= WHAT YOU ARE ASKED TO DO =
Nothing but the lines from the one containing "unpaved dirt road." to the final line of the entries should appear, copied exactly and without pictures.

Items from a dataset:

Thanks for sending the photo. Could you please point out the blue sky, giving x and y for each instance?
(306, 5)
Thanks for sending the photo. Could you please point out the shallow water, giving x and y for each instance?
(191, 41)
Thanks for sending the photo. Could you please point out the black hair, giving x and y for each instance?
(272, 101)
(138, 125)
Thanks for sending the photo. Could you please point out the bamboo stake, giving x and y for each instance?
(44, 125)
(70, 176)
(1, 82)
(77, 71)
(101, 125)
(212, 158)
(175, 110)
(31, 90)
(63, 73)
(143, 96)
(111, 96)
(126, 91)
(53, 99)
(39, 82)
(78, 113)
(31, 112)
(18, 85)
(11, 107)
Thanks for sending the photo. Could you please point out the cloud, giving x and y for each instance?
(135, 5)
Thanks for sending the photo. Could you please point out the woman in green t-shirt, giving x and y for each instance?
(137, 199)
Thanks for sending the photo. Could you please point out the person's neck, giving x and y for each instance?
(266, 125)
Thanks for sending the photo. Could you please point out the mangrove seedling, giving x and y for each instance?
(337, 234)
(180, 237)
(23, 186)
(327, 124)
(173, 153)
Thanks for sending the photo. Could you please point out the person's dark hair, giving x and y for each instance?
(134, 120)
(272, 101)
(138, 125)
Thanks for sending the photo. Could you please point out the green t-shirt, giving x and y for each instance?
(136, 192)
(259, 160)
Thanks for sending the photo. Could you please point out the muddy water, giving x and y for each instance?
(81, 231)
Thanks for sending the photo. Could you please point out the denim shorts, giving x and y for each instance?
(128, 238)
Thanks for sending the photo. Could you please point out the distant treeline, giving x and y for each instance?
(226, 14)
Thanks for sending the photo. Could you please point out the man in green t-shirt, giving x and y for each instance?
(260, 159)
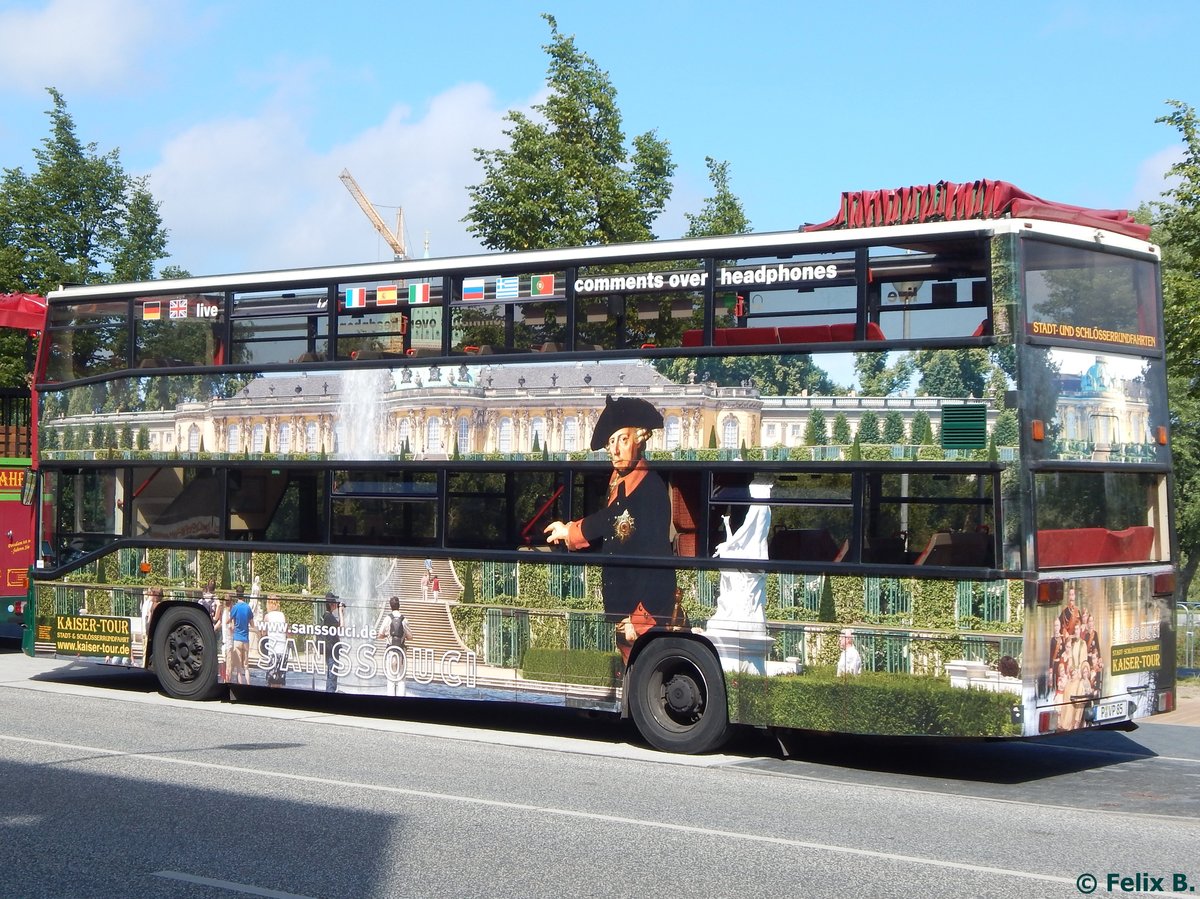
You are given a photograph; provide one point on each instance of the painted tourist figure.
(635, 521)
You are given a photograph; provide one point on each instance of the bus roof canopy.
(946, 202)
(23, 310)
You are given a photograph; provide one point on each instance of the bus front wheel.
(185, 654)
(677, 696)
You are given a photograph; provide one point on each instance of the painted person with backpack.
(333, 619)
(396, 631)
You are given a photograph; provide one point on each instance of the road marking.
(228, 885)
(551, 810)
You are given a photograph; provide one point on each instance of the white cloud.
(75, 43)
(1152, 178)
(250, 193)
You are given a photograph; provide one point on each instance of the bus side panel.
(16, 550)
(1103, 653)
(834, 653)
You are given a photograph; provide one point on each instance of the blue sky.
(244, 112)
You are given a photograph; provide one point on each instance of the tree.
(893, 427)
(774, 376)
(868, 427)
(841, 430)
(953, 372)
(569, 180)
(877, 378)
(723, 213)
(922, 429)
(1007, 431)
(1176, 228)
(815, 433)
(78, 219)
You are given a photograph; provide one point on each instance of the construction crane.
(395, 240)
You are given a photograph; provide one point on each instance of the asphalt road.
(112, 790)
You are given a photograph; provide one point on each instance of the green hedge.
(571, 666)
(873, 702)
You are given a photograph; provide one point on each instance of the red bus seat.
(1093, 546)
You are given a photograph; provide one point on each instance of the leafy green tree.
(815, 433)
(876, 377)
(774, 376)
(1176, 228)
(567, 178)
(78, 219)
(868, 427)
(893, 427)
(841, 430)
(1007, 431)
(922, 431)
(723, 213)
(953, 372)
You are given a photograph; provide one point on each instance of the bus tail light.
(1049, 591)
(1164, 585)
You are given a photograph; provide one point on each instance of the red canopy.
(947, 201)
(23, 310)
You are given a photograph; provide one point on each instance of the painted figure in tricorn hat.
(636, 521)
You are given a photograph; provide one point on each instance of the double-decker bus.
(906, 472)
(22, 313)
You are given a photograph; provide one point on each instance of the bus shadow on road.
(997, 761)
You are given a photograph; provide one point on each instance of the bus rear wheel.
(185, 654)
(677, 696)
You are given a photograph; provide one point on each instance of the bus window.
(630, 306)
(89, 508)
(1099, 517)
(940, 289)
(510, 313)
(373, 318)
(88, 339)
(811, 517)
(280, 327)
(929, 519)
(1090, 297)
(185, 330)
(385, 508)
(502, 509)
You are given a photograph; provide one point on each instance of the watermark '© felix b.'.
(1140, 882)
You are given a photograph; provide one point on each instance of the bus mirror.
(29, 487)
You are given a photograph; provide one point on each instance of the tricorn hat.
(623, 412)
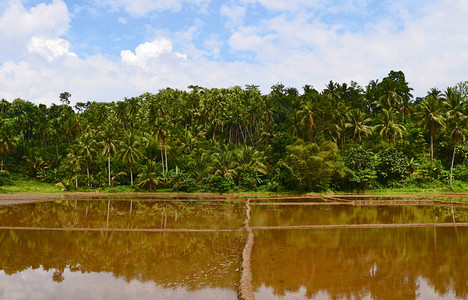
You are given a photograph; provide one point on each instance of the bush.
(359, 169)
(391, 165)
(313, 166)
(188, 185)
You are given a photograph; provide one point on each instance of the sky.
(105, 50)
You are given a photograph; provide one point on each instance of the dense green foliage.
(344, 137)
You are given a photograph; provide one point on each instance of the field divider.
(245, 290)
(344, 226)
(118, 229)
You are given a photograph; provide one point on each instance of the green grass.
(28, 186)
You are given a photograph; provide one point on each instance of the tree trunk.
(162, 156)
(108, 166)
(87, 171)
(432, 149)
(165, 156)
(56, 148)
(451, 167)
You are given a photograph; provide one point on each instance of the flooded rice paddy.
(197, 247)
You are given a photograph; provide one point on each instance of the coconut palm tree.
(390, 97)
(6, 143)
(357, 124)
(148, 177)
(109, 145)
(223, 164)
(74, 157)
(131, 153)
(456, 121)
(431, 116)
(388, 127)
(87, 146)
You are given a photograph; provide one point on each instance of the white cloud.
(236, 14)
(50, 48)
(286, 5)
(146, 51)
(140, 8)
(18, 25)
(44, 19)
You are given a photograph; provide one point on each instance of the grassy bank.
(23, 185)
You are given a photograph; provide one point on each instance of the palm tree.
(56, 128)
(387, 126)
(87, 144)
(6, 143)
(249, 157)
(74, 157)
(456, 121)
(357, 124)
(200, 163)
(148, 177)
(108, 143)
(223, 164)
(390, 97)
(120, 110)
(431, 116)
(130, 151)
(160, 134)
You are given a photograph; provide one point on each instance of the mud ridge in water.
(360, 226)
(245, 291)
(117, 229)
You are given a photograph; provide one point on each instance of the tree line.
(344, 137)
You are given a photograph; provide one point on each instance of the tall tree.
(109, 145)
(357, 123)
(74, 158)
(456, 121)
(388, 127)
(431, 116)
(131, 153)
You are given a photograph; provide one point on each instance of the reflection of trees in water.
(353, 263)
(190, 260)
(145, 214)
(347, 214)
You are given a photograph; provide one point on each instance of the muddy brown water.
(114, 249)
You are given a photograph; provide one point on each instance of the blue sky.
(106, 50)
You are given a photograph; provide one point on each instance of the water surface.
(390, 263)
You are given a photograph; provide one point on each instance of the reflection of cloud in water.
(425, 292)
(38, 284)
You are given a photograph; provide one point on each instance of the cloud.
(293, 47)
(140, 8)
(286, 5)
(235, 14)
(50, 48)
(148, 51)
(18, 25)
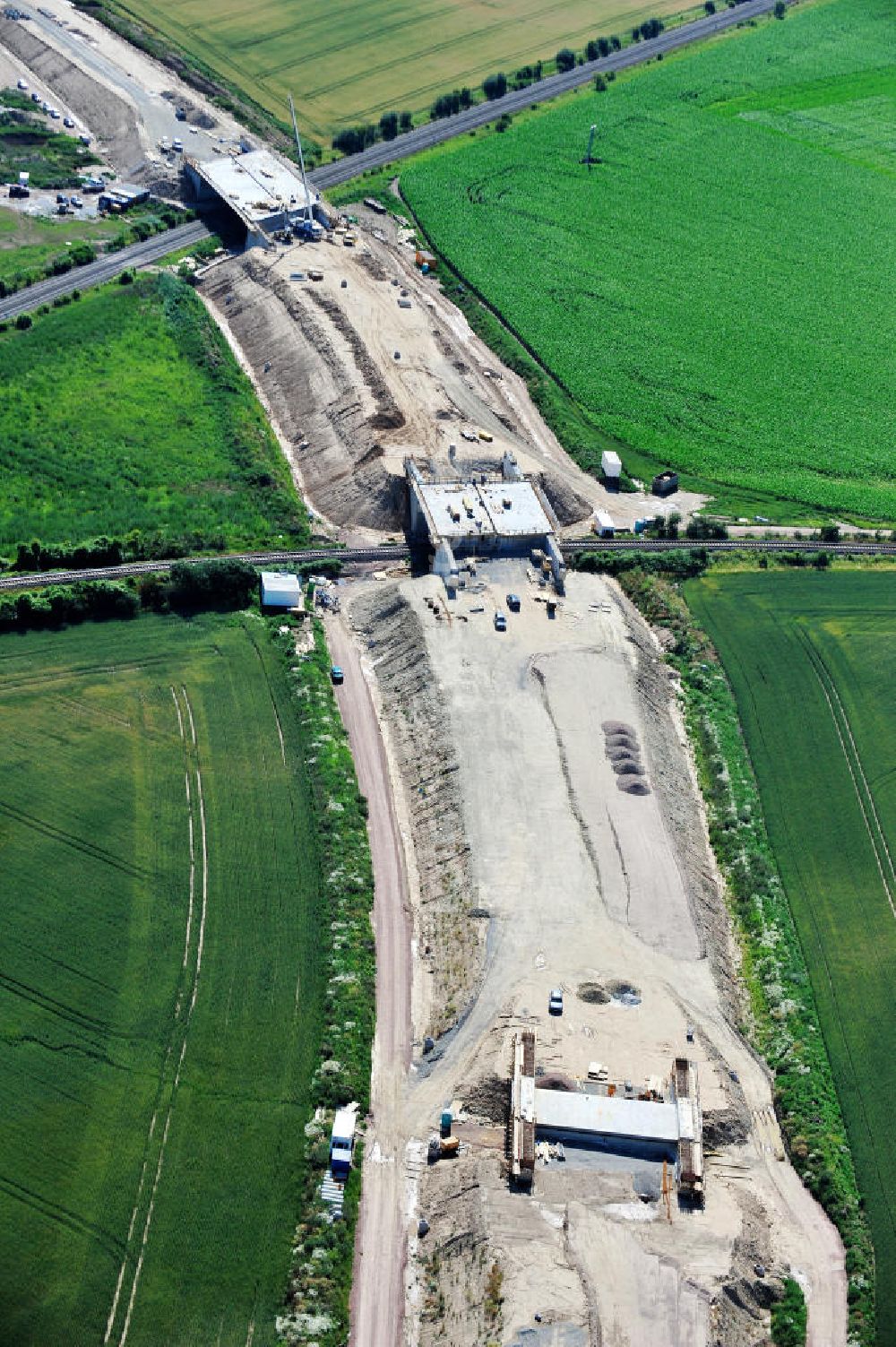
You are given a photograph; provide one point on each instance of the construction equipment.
(307, 228)
(668, 1184)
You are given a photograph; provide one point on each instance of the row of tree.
(221, 585)
(353, 139)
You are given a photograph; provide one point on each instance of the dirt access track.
(573, 883)
(355, 382)
(524, 865)
(116, 91)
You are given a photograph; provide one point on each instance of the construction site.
(570, 1141)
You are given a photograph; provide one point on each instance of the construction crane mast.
(310, 229)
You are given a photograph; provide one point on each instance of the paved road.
(399, 552)
(377, 1291)
(108, 267)
(434, 133)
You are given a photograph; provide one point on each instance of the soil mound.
(488, 1098)
(556, 1081)
(618, 728)
(569, 506)
(593, 993)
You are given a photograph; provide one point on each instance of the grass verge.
(127, 417)
(781, 1016)
(317, 1301)
(165, 902)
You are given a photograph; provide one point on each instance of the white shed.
(280, 589)
(610, 463)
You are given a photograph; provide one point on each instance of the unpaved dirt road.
(356, 382)
(586, 884)
(377, 1287)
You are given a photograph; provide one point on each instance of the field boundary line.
(186, 1023)
(179, 1027)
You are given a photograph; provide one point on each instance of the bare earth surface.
(123, 97)
(355, 382)
(510, 861)
(377, 1292)
(586, 884)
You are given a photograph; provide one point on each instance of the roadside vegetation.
(724, 342)
(350, 66)
(317, 1300)
(34, 248)
(125, 422)
(150, 980)
(29, 146)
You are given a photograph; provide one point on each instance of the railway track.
(480, 115)
(106, 268)
(401, 552)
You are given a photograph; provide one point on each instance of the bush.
(788, 1317)
(202, 585)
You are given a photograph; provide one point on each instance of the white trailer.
(610, 465)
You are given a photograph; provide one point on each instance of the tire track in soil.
(181, 1022)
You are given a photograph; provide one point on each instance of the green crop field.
(128, 411)
(349, 64)
(810, 659)
(159, 983)
(719, 291)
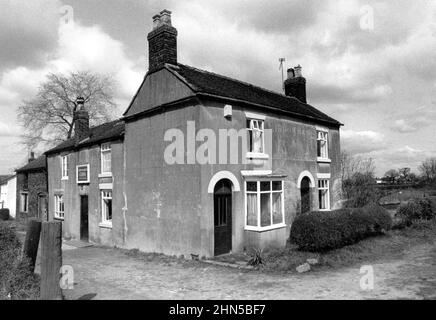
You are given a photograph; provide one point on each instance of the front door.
(42, 207)
(84, 233)
(305, 195)
(222, 200)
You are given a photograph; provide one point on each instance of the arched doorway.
(222, 202)
(305, 195)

= WRITTEN RESPONSE =
You are given a photograph; provide one point on each instance of the unpaved dirt road.
(356, 382)
(586, 884)
(377, 1287)
You are given a photograph; provide one point on each instance of the field boundary line.
(186, 1023)
(179, 1027)
You are given a photograph; provide one point on each instance of the bare earth surface.
(123, 97)
(355, 382)
(510, 861)
(377, 1292)
(586, 884)
You are given a photograph; provide one point on each instance of the roadside vegetation.
(724, 342)
(350, 66)
(317, 1300)
(34, 248)
(125, 422)
(150, 980)
(29, 146)
You are given a photograph; provide one point on each instance of the railway track.
(480, 115)
(106, 268)
(401, 552)
You are given a photograph; provide one point on each instance of the bush.
(788, 1317)
(202, 585)
You are given a photograph; provide one point on each instance of the white trailer.
(610, 465)
You are given a photograph; provide one point on each instance of the tire track in soil.
(181, 1022)
You are given a photograph; provide one point on each instance of the green crop field.
(128, 411)
(349, 64)
(810, 659)
(159, 983)
(719, 291)
You are given a photograph; provide one point on each instance of the front door.
(42, 207)
(84, 233)
(305, 195)
(222, 200)
You are given a photograph; provide one point on each instance of the arched doorway.
(222, 202)
(305, 195)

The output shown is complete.